§ The data:
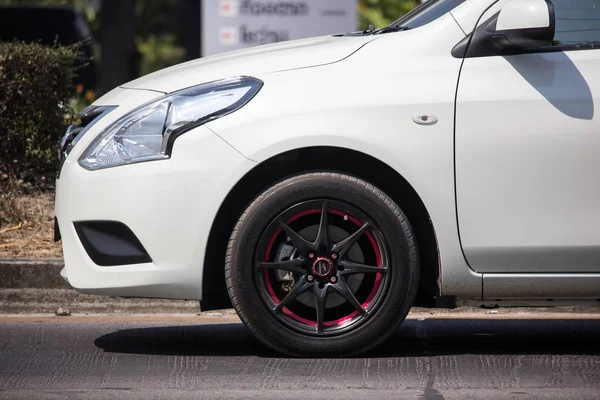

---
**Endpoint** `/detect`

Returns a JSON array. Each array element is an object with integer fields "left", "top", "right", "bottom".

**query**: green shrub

[
  {"left": 359, "top": 0, "right": 419, "bottom": 29},
  {"left": 0, "top": 41, "right": 82, "bottom": 183}
]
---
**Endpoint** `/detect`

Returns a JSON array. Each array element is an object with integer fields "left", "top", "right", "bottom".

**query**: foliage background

[
  {"left": 0, "top": 41, "right": 80, "bottom": 180},
  {"left": 359, "top": 0, "right": 419, "bottom": 29}
]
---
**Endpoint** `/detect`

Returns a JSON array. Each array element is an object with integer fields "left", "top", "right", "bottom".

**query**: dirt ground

[{"left": 0, "top": 192, "right": 63, "bottom": 258}]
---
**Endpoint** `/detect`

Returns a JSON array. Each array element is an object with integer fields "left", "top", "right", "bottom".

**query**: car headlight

[{"left": 79, "top": 76, "right": 263, "bottom": 170}]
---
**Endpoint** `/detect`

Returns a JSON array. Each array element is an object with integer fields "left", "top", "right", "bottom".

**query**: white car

[{"left": 55, "top": 0, "right": 600, "bottom": 356}]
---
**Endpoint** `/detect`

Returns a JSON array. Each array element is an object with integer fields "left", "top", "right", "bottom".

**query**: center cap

[{"left": 312, "top": 257, "right": 333, "bottom": 277}]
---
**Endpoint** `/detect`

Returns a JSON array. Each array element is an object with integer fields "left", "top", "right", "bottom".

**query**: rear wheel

[{"left": 225, "top": 172, "right": 419, "bottom": 357}]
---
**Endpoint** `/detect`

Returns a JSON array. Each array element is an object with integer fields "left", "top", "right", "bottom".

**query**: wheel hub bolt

[
  {"left": 307, "top": 275, "right": 314, "bottom": 282},
  {"left": 331, "top": 253, "right": 338, "bottom": 260},
  {"left": 330, "top": 276, "right": 337, "bottom": 283},
  {"left": 308, "top": 253, "right": 315, "bottom": 259}
]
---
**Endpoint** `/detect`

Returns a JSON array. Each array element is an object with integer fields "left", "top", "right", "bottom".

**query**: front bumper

[{"left": 55, "top": 124, "right": 255, "bottom": 300}]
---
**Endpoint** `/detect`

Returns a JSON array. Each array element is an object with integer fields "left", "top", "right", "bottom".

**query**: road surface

[{"left": 1, "top": 315, "right": 600, "bottom": 399}]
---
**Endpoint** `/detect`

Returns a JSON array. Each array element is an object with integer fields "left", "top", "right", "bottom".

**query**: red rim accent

[{"left": 263, "top": 208, "right": 383, "bottom": 329}]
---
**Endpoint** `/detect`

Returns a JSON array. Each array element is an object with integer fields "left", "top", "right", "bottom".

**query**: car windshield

[{"left": 390, "top": 0, "right": 466, "bottom": 30}]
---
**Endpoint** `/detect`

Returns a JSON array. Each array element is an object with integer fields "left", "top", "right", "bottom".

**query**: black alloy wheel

[{"left": 226, "top": 172, "right": 419, "bottom": 357}]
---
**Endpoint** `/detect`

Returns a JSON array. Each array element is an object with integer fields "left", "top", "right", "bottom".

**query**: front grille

[{"left": 57, "top": 105, "right": 116, "bottom": 178}]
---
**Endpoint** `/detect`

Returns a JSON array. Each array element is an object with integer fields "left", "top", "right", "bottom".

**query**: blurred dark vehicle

[{"left": 0, "top": 6, "right": 97, "bottom": 91}]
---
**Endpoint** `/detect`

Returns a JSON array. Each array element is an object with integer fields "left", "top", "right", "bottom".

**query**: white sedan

[{"left": 55, "top": 0, "right": 600, "bottom": 356}]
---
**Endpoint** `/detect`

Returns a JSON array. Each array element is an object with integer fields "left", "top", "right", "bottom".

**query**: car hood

[{"left": 120, "top": 35, "right": 377, "bottom": 94}]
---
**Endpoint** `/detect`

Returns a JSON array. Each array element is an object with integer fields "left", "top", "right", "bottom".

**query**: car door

[{"left": 455, "top": 0, "right": 600, "bottom": 274}]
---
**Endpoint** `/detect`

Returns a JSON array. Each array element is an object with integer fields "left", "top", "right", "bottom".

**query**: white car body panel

[
  {"left": 450, "top": 0, "right": 506, "bottom": 33},
  {"left": 207, "top": 13, "right": 482, "bottom": 298},
  {"left": 55, "top": 0, "right": 600, "bottom": 305},
  {"left": 120, "top": 36, "right": 377, "bottom": 94},
  {"left": 496, "top": 0, "right": 550, "bottom": 31},
  {"left": 456, "top": 49, "right": 600, "bottom": 274},
  {"left": 56, "top": 88, "right": 257, "bottom": 299}
]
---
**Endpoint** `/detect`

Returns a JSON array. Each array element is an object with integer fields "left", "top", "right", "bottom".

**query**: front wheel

[{"left": 225, "top": 172, "right": 419, "bottom": 357}]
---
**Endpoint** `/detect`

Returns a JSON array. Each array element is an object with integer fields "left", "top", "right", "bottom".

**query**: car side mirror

[{"left": 493, "top": 0, "right": 555, "bottom": 51}]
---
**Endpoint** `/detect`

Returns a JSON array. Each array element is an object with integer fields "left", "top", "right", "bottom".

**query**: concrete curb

§ Work task: Reproduce every record above exactly as given, excluding pictures from the result.

§ Finished task:
---
**Endpoint** `/detect`

Returns a JSON array. Each array element is an object with integer fields "left", "top", "right", "bottom".

**query**: green shrub

[
  {"left": 359, "top": 0, "right": 419, "bottom": 29},
  {"left": 0, "top": 41, "right": 82, "bottom": 183}
]
---
**Endpoint** `/detect`

Returns a JSON array. Each array element is an object with integer fields "left", "top", "right", "bottom".

**query**: foliage background

[
  {"left": 0, "top": 41, "right": 80, "bottom": 180},
  {"left": 359, "top": 0, "right": 419, "bottom": 29}
]
---
**Endpoint** `/detect`

Returns a JSON array. Each array element is an object with integer fields "left", "top", "right", "bottom".

**query**: dirt ground

[{"left": 0, "top": 192, "right": 63, "bottom": 258}]
---
**Endpoint** `/detect`

Returns a JSON array. Each array element is an object with integer fields "left", "top", "right", "bottom".

**query**: car headlight

[{"left": 79, "top": 76, "right": 263, "bottom": 170}]
---
**Endpoint** `/detect`

Returns a JSON array. Each array element is an object with integer fields "left", "top", "right", "bottom".

**query**: white car

[{"left": 55, "top": 0, "right": 600, "bottom": 356}]
---
**Endpoint** `/detect`

Returns a JSON array. Each array element is an object with integer fields "left", "top", "right", "bottom".

**query**: center cap

[{"left": 312, "top": 257, "right": 333, "bottom": 277}]
---
**Endpoint** `/detect`

Returns a JSON array. Each array element is an object with integer fields "left", "top", "right", "bottom".

**query**: rear wheel

[{"left": 225, "top": 172, "right": 419, "bottom": 357}]
---
**Endpoint** `/detect`

Returns a JSON array. Each array element is an object with integer fields "left", "top", "right", "bottom".

**query**: wheel hub bolt

[
  {"left": 307, "top": 275, "right": 314, "bottom": 282},
  {"left": 331, "top": 253, "right": 338, "bottom": 260},
  {"left": 330, "top": 276, "right": 337, "bottom": 283},
  {"left": 308, "top": 253, "right": 315, "bottom": 259}
]
---
**Endpoint** `/detect`

Returns a JSON array. Each array element is an object with integer fields "left", "top", "right", "bottom".

**query**: front bumper

[{"left": 55, "top": 124, "right": 255, "bottom": 300}]
---
**Endpoint** `/detect`

Returns a JSON array. Each array element is an object with integer fields "left", "top", "right", "bottom".

**query**: road surface

[{"left": 1, "top": 315, "right": 600, "bottom": 399}]
---
**Endpoint** `/detect`

Returns a JSON array. Each array element is an object with integer fields "left", "top", "right", "bottom".

**query**: red rim accent

[{"left": 263, "top": 208, "right": 383, "bottom": 329}]
---
**Endpoint** `/detect`

Returns a JSON array. Each array element is an object with integer fields "left", "top", "right", "bottom".

**query**: car windshield

[{"left": 390, "top": 0, "right": 466, "bottom": 30}]
---
**Endpoint** `/detect`

Returns a JSON array. Each array element is an object with integer fields "left", "top", "right", "bottom".

**query**: black alloy wheel

[{"left": 226, "top": 172, "right": 419, "bottom": 357}]
---
**Endpoint** `/detect`

Returns a JSON array. Each array element is an object with integer fields "left", "top", "right", "bottom".

**query**: front grille

[{"left": 57, "top": 105, "right": 116, "bottom": 178}]
---
**Endpoint** `/detect`

Returns a JSON array. Each array element is an object with integer fields "left", "top", "right", "bottom".

**query**: blurred dark vehicle

[{"left": 0, "top": 6, "right": 97, "bottom": 91}]
---
**Endpoint** `/detect`

Returns a JSON array. Each array element is an object with integer fields "left", "top", "right", "bottom".

**query**: white sedan

[{"left": 55, "top": 0, "right": 600, "bottom": 356}]
---
**Endpoint** `/detect`

Returns a JSON array. Each array element is an object with integer fields "left", "top", "right", "bottom".

**query**: car hood

[{"left": 120, "top": 35, "right": 377, "bottom": 94}]
---
**Endpoint** `/detect`

Returns a JSON array. Each array element is an object with integer fields "left", "top", "right", "bottom".

**query**: car door

[{"left": 455, "top": 0, "right": 600, "bottom": 274}]
---
**Endpoint** `/detect`

Returns a JSON array. Each array element is an object with integer fields "left", "top", "right", "bottom".

**query**: white car body panel

[
  {"left": 450, "top": 0, "right": 506, "bottom": 33},
  {"left": 207, "top": 13, "right": 482, "bottom": 298},
  {"left": 55, "top": 0, "right": 600, "bottom": 305},
  {"left": 120, "top": 36, "right": 377, "bottom": 94},
  {"left": 496, "top": 0, "right": 550, "bottom": 31},
  {"left": 456, "top": 49, "right": 600, "bottom": 274},
  {"left": 56, "top": 88, "right": 257, "bottom": 299}
]
---
**Endpoint** `/detect`

Returns a JSON array. Each array element is an object with integer fields "left", "top", "right", "bottom".

**query**: front wheel

[{"left": 225, "top": 172, "right": 419, "bottom": 357}]
---
**Endpoint** `/detect`

Returns a JSON array. Each array element is an object with integer fields "left", "top", "right", "bottom".

**query**: car side mirror

[{"left": 493, "top": 0, "right": 555, "bottom": 51}]
---
**Endpoint** `/detect`

Returns a JSON array. Each array element is an object with integer fields "left", "top", "right", "bottom".

**query**: concrete curb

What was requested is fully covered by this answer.